Task prompt: Could you render the rows below, from the line with "Locate every instance of the fishing" to the line with "Query: fishing reel", both included, as a Markdown table with the columns Number and Line text, omitting any blank lines?

Data excerpts:
********************
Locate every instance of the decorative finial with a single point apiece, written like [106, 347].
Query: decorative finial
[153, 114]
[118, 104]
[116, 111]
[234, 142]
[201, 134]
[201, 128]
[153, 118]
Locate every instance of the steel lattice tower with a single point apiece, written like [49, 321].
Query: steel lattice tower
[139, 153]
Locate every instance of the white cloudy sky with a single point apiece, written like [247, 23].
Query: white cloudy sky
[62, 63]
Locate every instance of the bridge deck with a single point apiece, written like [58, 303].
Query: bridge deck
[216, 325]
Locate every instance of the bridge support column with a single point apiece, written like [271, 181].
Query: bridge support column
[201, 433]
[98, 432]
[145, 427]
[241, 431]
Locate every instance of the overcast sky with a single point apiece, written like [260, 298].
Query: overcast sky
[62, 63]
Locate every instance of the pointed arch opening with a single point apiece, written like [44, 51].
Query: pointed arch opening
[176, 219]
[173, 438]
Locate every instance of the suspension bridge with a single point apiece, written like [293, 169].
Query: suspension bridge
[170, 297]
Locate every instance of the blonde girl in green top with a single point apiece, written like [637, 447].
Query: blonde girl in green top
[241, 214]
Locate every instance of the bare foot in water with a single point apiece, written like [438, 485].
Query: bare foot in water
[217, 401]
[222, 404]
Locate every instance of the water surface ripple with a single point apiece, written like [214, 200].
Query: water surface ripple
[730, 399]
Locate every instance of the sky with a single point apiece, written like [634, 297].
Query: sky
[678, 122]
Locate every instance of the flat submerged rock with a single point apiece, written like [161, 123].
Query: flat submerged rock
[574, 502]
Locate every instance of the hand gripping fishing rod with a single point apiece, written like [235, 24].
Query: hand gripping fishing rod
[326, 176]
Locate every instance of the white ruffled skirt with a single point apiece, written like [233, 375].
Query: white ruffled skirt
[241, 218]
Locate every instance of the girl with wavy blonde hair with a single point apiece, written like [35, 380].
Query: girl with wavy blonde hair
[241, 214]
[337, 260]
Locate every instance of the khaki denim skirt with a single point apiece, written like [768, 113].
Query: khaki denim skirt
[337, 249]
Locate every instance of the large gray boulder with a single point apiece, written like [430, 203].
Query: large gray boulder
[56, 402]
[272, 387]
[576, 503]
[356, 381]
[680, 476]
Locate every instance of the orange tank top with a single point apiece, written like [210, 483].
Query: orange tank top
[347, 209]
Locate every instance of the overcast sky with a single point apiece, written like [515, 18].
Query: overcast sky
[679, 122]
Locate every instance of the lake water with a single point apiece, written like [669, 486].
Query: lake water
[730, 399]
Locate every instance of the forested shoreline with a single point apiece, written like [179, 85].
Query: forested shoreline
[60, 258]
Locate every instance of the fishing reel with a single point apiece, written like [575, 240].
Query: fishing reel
********************
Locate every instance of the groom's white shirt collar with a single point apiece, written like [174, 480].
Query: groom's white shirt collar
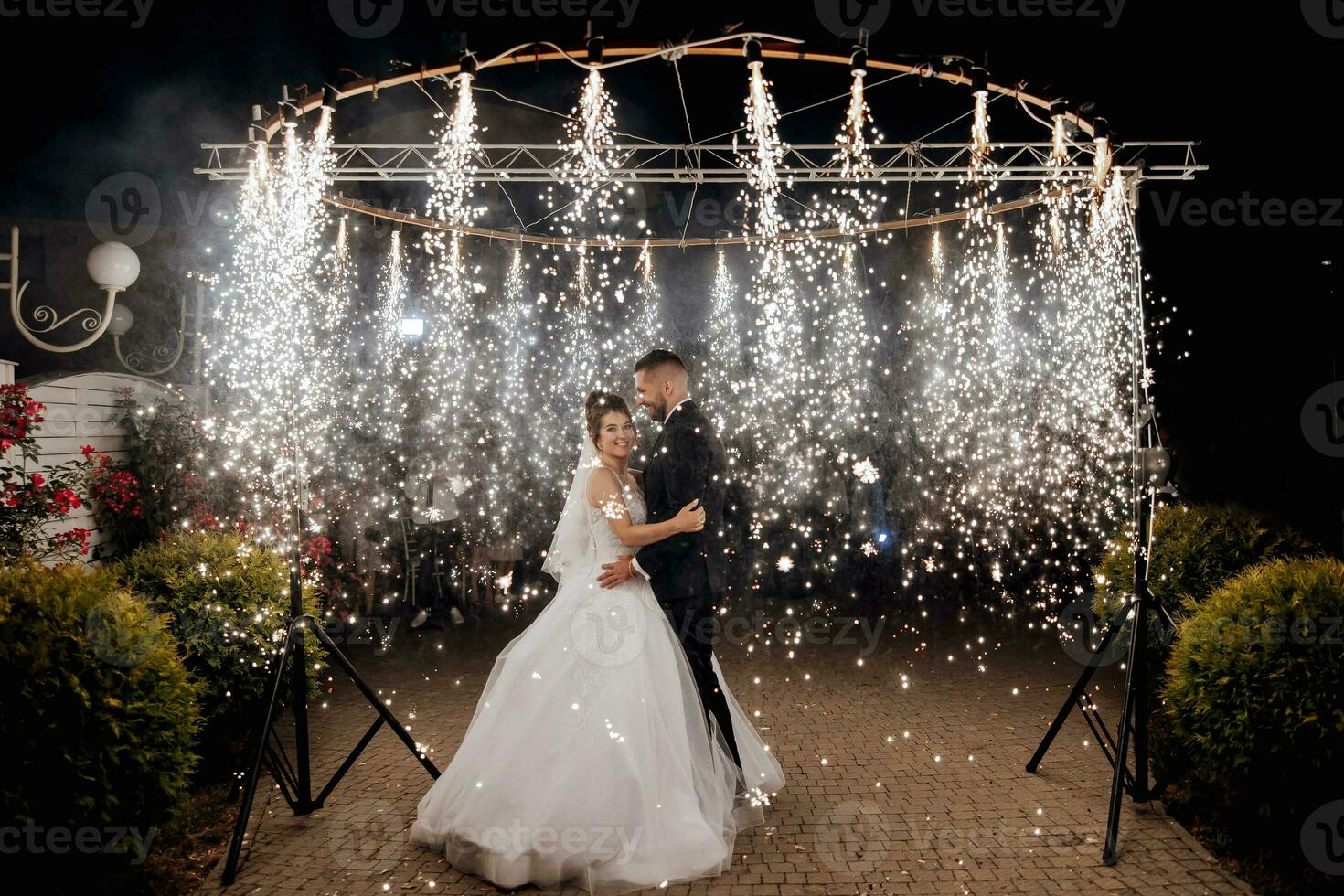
********************
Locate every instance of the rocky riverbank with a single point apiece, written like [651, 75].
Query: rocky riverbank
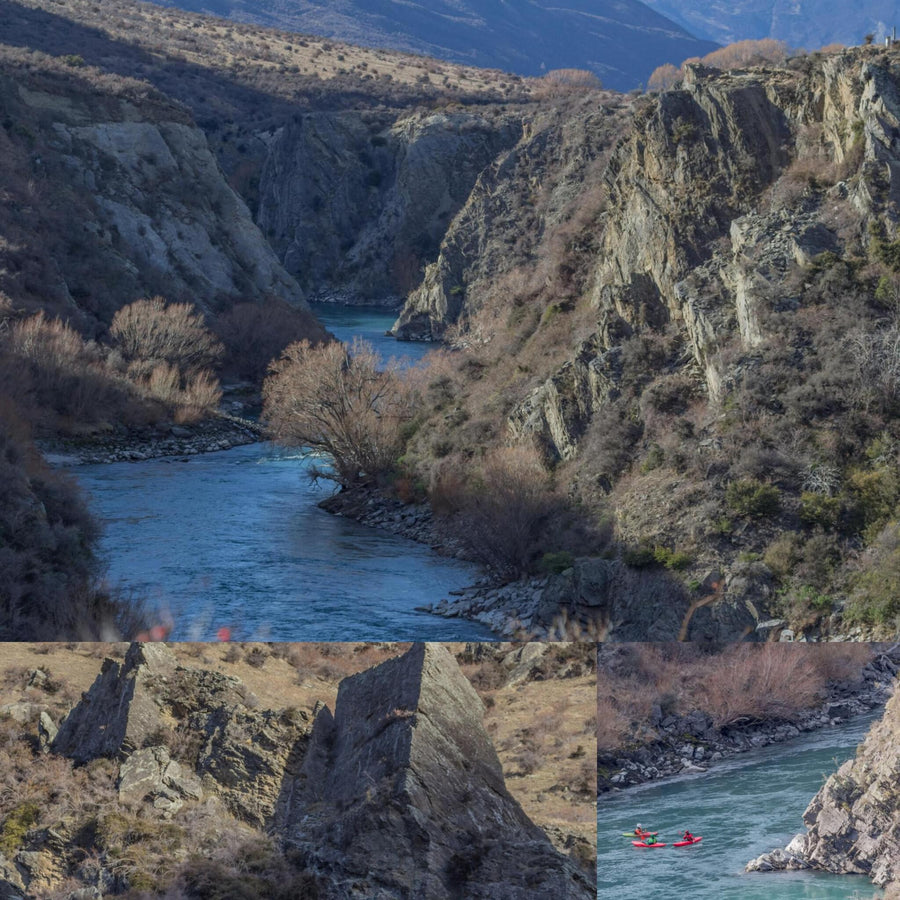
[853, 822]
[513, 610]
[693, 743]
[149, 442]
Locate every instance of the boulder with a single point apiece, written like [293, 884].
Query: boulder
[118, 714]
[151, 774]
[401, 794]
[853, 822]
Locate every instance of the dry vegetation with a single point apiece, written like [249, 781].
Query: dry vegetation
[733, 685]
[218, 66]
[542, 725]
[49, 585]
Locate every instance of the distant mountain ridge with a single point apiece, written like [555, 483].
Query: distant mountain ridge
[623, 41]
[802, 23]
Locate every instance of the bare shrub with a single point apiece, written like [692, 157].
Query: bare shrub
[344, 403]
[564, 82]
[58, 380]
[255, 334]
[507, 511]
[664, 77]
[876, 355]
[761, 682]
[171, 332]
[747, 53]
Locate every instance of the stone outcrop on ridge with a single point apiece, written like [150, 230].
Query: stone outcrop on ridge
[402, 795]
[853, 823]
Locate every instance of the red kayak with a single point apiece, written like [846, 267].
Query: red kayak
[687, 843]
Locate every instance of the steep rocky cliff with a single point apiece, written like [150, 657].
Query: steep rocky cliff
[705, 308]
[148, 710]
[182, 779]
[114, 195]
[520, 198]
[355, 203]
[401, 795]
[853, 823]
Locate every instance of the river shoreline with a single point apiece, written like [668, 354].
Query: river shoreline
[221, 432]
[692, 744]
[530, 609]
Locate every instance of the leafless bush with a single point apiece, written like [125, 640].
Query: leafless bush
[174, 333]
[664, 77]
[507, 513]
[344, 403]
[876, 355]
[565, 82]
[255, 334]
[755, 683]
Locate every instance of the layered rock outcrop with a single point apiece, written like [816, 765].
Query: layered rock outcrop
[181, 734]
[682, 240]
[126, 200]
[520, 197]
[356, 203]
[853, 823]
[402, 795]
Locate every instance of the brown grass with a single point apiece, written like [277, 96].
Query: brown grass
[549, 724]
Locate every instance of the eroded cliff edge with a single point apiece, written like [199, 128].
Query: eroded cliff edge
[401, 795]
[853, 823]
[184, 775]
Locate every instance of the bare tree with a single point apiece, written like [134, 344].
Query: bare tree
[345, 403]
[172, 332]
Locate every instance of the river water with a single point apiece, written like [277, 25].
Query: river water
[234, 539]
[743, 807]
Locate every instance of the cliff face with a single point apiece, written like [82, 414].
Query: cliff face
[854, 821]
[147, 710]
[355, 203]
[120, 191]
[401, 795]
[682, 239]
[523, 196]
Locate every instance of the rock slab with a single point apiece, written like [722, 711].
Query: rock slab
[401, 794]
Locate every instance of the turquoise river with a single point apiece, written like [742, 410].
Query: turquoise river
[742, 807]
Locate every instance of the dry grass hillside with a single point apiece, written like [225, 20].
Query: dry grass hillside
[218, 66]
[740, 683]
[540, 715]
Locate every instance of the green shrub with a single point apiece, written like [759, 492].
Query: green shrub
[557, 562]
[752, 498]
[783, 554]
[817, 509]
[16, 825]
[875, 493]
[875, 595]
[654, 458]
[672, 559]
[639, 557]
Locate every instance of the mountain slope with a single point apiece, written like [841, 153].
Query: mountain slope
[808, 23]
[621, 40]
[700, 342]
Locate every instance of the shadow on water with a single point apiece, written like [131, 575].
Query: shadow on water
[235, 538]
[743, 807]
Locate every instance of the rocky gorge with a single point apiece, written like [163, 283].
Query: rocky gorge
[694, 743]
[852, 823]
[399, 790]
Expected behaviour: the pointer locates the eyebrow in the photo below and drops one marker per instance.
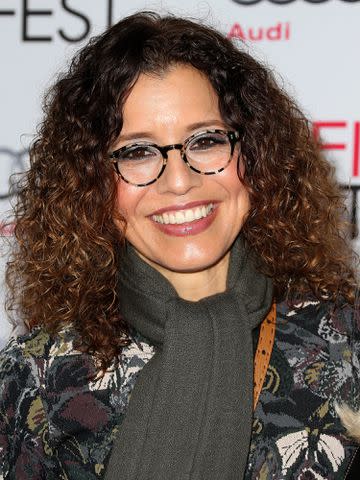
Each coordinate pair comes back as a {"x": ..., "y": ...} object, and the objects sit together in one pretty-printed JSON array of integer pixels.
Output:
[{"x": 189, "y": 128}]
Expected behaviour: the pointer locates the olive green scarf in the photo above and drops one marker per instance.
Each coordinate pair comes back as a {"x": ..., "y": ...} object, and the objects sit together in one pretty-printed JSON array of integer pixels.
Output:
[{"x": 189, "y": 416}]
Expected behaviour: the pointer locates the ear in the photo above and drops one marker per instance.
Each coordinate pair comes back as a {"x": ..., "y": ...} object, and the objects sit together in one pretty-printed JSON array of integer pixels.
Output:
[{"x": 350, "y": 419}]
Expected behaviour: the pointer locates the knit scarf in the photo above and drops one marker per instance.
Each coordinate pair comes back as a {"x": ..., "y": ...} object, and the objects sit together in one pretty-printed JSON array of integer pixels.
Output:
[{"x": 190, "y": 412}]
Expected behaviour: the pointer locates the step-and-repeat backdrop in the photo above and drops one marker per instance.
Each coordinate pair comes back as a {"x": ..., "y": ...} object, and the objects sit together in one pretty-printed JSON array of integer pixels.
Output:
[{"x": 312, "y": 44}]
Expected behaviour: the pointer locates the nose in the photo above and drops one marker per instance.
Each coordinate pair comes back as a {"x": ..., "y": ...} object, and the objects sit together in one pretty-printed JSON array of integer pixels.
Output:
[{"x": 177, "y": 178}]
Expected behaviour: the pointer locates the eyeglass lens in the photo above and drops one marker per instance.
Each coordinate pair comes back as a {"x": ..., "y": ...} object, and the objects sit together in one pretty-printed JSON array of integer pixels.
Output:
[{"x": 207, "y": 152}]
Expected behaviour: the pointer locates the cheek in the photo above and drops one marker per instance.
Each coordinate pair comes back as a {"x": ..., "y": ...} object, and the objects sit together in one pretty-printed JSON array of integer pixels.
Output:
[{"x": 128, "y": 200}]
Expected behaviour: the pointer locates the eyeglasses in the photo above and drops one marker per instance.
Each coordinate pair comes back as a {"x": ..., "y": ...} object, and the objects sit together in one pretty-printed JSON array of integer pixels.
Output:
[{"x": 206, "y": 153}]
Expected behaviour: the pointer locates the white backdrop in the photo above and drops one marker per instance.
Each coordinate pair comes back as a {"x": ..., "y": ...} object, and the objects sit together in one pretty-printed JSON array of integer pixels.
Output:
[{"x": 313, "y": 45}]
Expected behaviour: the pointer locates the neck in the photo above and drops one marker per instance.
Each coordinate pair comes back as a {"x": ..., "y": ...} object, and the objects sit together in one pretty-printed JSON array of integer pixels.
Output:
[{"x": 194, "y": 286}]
********************
Correct answer:
| Number | Line text |
|---|---|
| 1 | Locate every instance of the fishing reel with a single point apiece, written like [575, 240]. |
| 2 | Query: fishing reel |